• Text section
>> Begin

Simply put, this little guy revolves more so on Ripper’s vocals rotating on catchiness and almost pop structures than the straight-to-the-heart approach Beyond Fear practices; not really balanced musically, yet heavily orientated on Tim’s voice, and that’s the sole alteration beside a lapse in solid content. Overall, I’d say this formula is risky business once up against Beyond Fear. The album’s opener for instance, “Starting Over,” is actually a well-endowed anthem that rotates on this scale wonderfully with Tim’s voice leading the verse-chorus orientation to great, soothing levels. Several tunes within this whooper also act identically, although it ain’t as sweet: the scribed-in-stone set sometimes leads to monstrous repetition of poor riffing, substandard choruses, and flaccid tunes. Honestly, the ratio moves back and forth between good to utter shit like a pendulum swaying between awesomeness and defecation. One could justify “Play My Game” as a hit-or-miss offering simply by this analysis. Beyond Fear, on the other hand, applies opposite ideas which easily match passable cuts and eliminates something like “Pick Yourself Up” from ever exiting the womb.
As for some other aspects of “Play My Game,” we have a few. The only slight objection that truly stands in defiance away from the album’s nature is “Death Race,” a much-needed speed metal contribution that really dishes out spellbinding riffs and musical balance; I can’t even describe how fast and healthy the tune is from start to finish, which makes it the record’s highlight without competition. The lyrics aren’t the work of poetic immortals that forged Zeus’ library as you might have guessed, yet musically speaking, the tongue-in-cheek approach completes something like “The Cover Up,” creating a fun, catchy atmosphere that’s as unremarkable as it is intentionally unremarkable.
But then again, the massive spotlight on this bloated list of guest musicians – all failing to actually contribute their own individuality to the record, mind you – does precisely dogshit to the album’s final cut overall. However, Tim’s effort as a vocalist surrounding this vocal-orientated texture proves to be fun for what it is, albeit quite lax throughout an alarming amount of tunes. In contrast to many artists leaning toward the solo option, I think Sir Ripper has achieved an equal level of potency and volume representing metal’s status quo of mediocre results, making “Play My Game” good for a few listens before retirement. Not “Holy Diver 2.0” obviously.
This review was written for: www.Thrashpit.com
I'm not even sure where to start on this one...
Without giving you a history lesson; I'll say that I've followed Owens' career with great interest after his departure from Judas Priest. I listened to his work with Iced Earth and Yngwie Malmsteen and felt that neither really allowed him to demonstrate his full capabilities. I had hoped someday that he would get the good sense to just assemble his own band, play to his strengths and kick out some old school screaming heavy metal.

>> End

• What this exercise asks
1 - In the review, echo the passage starting with "As for some" and going on through "is intentionally unremarkable.".
2 - List every band or artist that the review says Owens was part of or worked with.

• Excerpted data
>> Begin

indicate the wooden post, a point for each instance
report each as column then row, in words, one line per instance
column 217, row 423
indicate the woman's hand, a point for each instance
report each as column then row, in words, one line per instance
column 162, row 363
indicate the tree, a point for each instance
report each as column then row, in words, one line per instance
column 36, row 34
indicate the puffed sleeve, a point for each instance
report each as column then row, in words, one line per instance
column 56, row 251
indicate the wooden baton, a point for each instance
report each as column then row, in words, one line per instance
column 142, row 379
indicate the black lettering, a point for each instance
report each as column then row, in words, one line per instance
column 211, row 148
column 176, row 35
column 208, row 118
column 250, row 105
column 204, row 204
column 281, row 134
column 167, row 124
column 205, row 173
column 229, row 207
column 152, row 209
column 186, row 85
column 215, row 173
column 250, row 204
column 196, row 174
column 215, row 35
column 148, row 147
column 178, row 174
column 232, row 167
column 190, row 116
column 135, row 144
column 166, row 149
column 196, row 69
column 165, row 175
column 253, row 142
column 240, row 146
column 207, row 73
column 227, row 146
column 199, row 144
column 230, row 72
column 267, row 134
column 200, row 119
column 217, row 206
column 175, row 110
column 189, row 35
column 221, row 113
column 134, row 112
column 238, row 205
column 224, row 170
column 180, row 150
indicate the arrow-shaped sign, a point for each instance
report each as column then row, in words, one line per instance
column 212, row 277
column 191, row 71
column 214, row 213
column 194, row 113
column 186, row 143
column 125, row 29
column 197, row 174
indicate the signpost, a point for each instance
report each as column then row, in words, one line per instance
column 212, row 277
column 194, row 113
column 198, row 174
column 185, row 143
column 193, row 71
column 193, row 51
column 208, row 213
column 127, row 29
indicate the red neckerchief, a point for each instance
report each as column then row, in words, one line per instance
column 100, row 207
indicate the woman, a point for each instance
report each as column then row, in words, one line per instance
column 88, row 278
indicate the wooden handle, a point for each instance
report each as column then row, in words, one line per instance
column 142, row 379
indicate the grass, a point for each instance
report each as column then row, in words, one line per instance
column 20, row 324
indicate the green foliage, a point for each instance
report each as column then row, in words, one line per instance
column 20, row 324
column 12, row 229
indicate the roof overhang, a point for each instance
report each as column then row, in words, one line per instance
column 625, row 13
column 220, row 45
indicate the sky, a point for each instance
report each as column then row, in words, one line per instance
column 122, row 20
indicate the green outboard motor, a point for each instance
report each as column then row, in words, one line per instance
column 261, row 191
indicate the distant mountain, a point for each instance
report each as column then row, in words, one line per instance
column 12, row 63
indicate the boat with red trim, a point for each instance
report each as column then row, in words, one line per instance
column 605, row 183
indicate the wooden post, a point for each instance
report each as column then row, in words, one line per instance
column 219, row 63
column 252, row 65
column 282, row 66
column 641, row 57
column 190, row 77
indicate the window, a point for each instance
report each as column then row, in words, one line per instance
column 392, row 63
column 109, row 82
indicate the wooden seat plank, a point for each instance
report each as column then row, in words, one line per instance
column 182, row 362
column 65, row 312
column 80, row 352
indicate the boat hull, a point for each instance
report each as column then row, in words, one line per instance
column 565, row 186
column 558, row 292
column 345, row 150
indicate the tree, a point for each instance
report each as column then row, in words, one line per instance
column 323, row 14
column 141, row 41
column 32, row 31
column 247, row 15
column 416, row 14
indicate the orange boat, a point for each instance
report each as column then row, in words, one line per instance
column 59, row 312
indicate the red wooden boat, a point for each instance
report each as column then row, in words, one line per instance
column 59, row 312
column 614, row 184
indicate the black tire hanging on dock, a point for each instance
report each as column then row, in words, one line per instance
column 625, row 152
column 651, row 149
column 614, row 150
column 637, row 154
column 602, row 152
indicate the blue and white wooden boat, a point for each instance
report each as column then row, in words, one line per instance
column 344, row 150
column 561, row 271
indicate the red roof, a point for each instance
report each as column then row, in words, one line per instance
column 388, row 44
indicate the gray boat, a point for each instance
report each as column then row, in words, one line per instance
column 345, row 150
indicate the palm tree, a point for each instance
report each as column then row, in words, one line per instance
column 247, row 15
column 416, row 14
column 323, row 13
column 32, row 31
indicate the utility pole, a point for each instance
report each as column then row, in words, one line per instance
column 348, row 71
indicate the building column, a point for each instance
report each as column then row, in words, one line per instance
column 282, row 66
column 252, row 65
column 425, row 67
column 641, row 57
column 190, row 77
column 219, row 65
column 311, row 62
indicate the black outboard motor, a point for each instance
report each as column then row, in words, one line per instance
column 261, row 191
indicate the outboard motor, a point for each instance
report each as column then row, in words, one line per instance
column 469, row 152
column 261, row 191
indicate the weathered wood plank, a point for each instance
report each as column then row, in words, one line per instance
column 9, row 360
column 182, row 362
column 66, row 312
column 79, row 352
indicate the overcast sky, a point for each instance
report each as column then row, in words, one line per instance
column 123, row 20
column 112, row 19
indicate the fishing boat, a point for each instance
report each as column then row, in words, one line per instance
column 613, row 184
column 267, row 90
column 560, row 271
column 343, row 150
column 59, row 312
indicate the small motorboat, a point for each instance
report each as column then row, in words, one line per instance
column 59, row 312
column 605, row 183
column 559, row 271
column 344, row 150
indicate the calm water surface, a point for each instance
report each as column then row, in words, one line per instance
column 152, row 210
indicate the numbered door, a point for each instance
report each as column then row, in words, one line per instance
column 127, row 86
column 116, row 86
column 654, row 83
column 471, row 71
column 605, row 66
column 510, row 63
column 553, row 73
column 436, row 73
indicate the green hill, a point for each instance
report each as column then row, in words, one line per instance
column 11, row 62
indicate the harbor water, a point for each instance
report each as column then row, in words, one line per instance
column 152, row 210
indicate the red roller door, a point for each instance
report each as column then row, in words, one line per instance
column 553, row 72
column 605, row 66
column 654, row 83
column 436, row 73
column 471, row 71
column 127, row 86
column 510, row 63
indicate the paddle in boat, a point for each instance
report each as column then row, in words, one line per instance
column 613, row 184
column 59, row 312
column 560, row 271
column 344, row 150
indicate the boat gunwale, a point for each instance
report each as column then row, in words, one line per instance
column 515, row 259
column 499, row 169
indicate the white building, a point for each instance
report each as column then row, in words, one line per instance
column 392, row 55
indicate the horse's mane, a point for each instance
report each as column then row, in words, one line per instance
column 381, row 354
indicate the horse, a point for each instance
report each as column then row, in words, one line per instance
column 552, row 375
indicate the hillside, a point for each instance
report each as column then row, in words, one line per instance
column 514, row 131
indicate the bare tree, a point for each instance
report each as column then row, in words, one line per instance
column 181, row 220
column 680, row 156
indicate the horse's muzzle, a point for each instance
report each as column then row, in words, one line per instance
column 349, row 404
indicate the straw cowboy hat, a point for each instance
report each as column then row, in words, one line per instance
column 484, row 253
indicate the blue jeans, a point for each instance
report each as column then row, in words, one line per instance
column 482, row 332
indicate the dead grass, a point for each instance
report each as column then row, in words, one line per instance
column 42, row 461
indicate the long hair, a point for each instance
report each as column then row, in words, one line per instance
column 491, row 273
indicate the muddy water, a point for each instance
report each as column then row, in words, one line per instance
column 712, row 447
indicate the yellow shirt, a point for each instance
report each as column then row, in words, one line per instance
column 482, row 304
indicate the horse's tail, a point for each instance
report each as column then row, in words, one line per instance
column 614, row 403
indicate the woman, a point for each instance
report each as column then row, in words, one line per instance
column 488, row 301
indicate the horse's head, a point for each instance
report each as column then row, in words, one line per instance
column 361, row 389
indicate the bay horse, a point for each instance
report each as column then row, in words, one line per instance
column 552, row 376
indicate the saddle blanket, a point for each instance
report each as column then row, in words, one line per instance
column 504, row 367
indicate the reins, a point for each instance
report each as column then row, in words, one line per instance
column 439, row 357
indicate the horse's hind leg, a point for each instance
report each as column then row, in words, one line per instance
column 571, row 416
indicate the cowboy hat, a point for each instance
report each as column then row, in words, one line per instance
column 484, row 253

>> End

• Solutions by task
1 -
As for some other aspects of “Play My Game,” we have a few. The only slight objection that truly stands in defiance away from the album’s nature is “Death Race,” a much-needed speed metal contribution that really dishes out spellbinding riffs and musical balance; I can’t even describe how fast and healthy the tune is from start to finish, which makes it the record’s highlight without competition. The lyrics aren’t the work of poetic immortals that forged Zeus’ library as you might have guessed, yet musically speaking, the tongue-in-cheek approach completes something like “The Cover Up,” creating a fun, catchy atmosphere that’s as unremarkable as it is intentionally unremarkable.

2 - Judas Priest, Iced Earth, Yngwie Malmsteen